--- Start Reading text ---

When the Baseball Hall of Fame held its first election in 1936, Wagner tied for second in the voting with Babe Ruth, trailing Cobb. A 1942 Sporting News poll of 100 former players and managers confirmed this opinion, with Wagner finishing 43 votes behind Cobb and six ahead of Ruth. In 1969, on the 100th anniversary of professional baseball, a vote was taken to honor the greatest players ever, and Wagner was selected as the all-time shortstop. In 1999, 82 years after his last game and 44 years since his death, Wagner was voted Number 13 on The Sporting News' list of the 100 Greatest Players, where he was again the highest-ranking shortstop. That same year, he was selected to the Major League Baseball All-Century Team by the oversight committee, after losing out in the popular vote to Cal Ripken Jr. and Ernie Banks.[28]

Christy Mathewson asserted that Wagner was the only player he faced who did not have a weakness. Mathewson felt that the only way to keep Wagner from hitting was not to pitch to him.[29]

"A stirring march and two-step", titled "Husky Hans", and "respectfully dedicated to Hans Wagner, Three-time Champion Batsman of The National League" was written by William J. Hartz in 1904.

Bill James says that Wagner is easily the greatest shortstop of all time, noting that the difference between Wagner and the second greatest shortstop, in James' estimation Arky Vaughan, is roughly the same as the gulf between Vaughan and the 20th greatest shortstop.

Wagner is mentioned in the poem Line-Up for Yesterday by Ogden Nash.

Line-Up for Yesterday

W is for Wagner,
The bowlegged beauty;
Short was closed to all traffic
With Honus on duty.

 — Ogden Nash, Sport magazine (January 1949)[30]

Honus Wagner's locker on display at the Hall of Fame

A life-size statue of Wagner swinging a bat, atop a marble pedestal featuring admiring children, was forged by a local sculptor named Frank Vittor, and placed outside the left-field corner gate at Forbes Field. It was dedicated on April 30, 1955, and the then-frail Wagner was well enough to attend and wave to his many fans. The Pirates have relocated twice since then, and the statue has come along with them. It now stands outside the main gate of PNC Park. The statue roughly faces the site of the Pirates' original home, Exposition Park, so in a sense, Wagner has come full circle.

Wagner is honored in the form of a small stadium residing behind Carnegie Elementary School on Washington Avenue in Carnegie, Pennsylvania. The stadium serves as the home field for Carlynton High School varsity sports. The Historical Society of Carnegie History Center houses the Honus Wagner Sports Museum which includes many Wagner collectibles and memorabilia. Visitors receive replicas of the famous card.

--- End Reading text ---
--- Start Extracted records ---

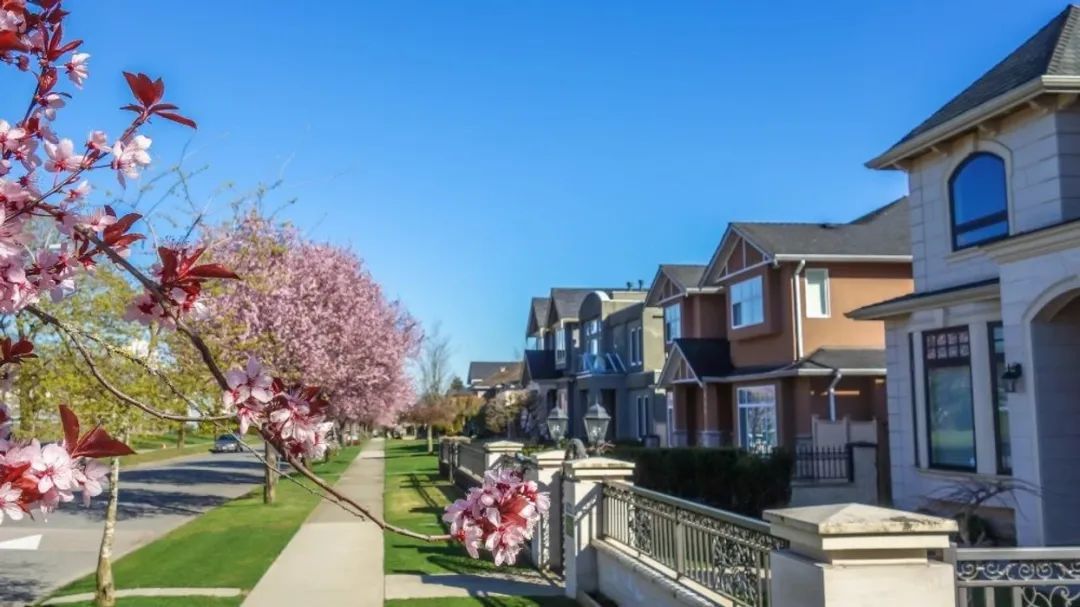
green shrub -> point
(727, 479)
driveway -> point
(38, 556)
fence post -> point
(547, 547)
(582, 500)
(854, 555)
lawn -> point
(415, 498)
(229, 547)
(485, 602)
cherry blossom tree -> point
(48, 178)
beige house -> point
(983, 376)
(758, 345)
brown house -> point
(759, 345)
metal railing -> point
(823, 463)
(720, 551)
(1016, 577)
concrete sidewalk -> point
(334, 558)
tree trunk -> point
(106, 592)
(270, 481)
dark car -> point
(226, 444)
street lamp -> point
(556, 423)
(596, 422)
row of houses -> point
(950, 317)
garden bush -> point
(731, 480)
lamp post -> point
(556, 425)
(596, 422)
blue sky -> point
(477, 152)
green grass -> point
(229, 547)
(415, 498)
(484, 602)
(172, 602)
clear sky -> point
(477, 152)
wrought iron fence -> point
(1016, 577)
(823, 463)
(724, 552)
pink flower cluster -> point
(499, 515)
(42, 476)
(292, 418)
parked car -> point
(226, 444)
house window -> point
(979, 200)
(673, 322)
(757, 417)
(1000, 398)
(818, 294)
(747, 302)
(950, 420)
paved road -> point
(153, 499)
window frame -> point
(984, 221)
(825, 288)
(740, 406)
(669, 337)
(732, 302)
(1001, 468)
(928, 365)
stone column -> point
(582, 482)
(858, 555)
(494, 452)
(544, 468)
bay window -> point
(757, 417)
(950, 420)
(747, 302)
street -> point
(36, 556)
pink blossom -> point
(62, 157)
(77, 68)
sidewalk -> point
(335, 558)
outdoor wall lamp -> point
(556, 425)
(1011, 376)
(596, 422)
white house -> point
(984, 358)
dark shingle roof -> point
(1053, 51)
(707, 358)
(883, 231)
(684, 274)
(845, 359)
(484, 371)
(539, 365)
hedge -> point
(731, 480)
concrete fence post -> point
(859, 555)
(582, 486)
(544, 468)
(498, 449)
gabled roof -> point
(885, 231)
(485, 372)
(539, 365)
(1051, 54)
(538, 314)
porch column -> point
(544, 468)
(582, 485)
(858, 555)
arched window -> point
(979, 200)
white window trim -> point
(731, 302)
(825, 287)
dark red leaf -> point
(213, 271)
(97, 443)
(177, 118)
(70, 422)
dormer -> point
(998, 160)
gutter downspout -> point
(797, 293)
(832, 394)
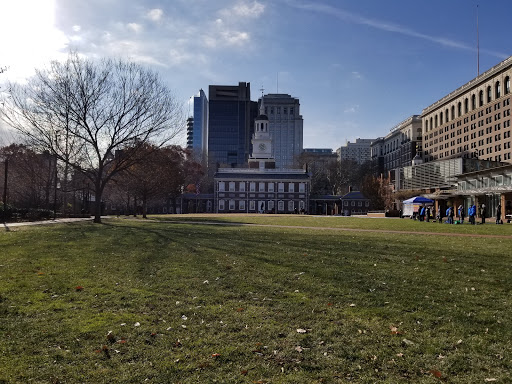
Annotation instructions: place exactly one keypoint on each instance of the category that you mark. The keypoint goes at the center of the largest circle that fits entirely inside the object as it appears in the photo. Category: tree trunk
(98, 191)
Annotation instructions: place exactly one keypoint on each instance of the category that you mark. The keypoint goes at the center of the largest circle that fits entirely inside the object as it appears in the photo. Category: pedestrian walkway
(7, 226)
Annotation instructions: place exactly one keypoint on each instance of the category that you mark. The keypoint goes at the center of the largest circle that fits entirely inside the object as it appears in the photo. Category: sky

--- End Extracted records ---

# [What this exercise asks]
(1) In the Honus Wagner text, who made the life-size statue of Wagner that was placed outside Forbes Field?
(2) Pick up the Honus Wagner text after its last sentence and write the next part.
The records are separate from the Honus Wagner text.

# [Answers to each task]
(1) A local sculptor named Frank Vittor.

(2)
In the 1992 episode "Homer at the Bat", the popular TV show The Simpsons made a reference to Wagner. The character Mr. Burns lists three ringers he wants for his company's baseball team, but they are Honus Wagner, Cap Anson, and "Mordecai 'Three Fingers' Brown". His assistant has to point out that they are not only retired but long-dead ... Anson having played in the late 19th century.

In 2000, Wagner was honored with a U.S. postage stamp. The stamp was issued as part of a "Legends of Baseball" series that honored 20 all-time greats in conjunction with MLB's All-Century team.

T206 Baseball card

[edit]
Honus Wagner card issued by the American Tobacco Company

The T206 Honus Wagner baseball card is one of the rarest and most expensive baseball cards in the world, as only 57 copies are known to exist.[31] The card was designed and issued by the American Tobacco Company (ATC) from 1909 to 1911 as part of its T206 series. While sources allege that Wagner, a nonsmoker, refused to allow the production of his baseball card to continue, the more likely reason was the sum ATC was willing to pay Wagner.[32] The ATC ended production of the Wagner card and a total of only 57 to 200 cards were ever distributed to the public, as compared to the "tens or hundreds of thousands" of T206 cards, over three years in 16 brands of cigarettes, for any other player.[33] In 1933, the card was first listed at a price value of US $50 in Jefferson Burdick's The American Card Catalog, making it the most expensive baseball card at the time.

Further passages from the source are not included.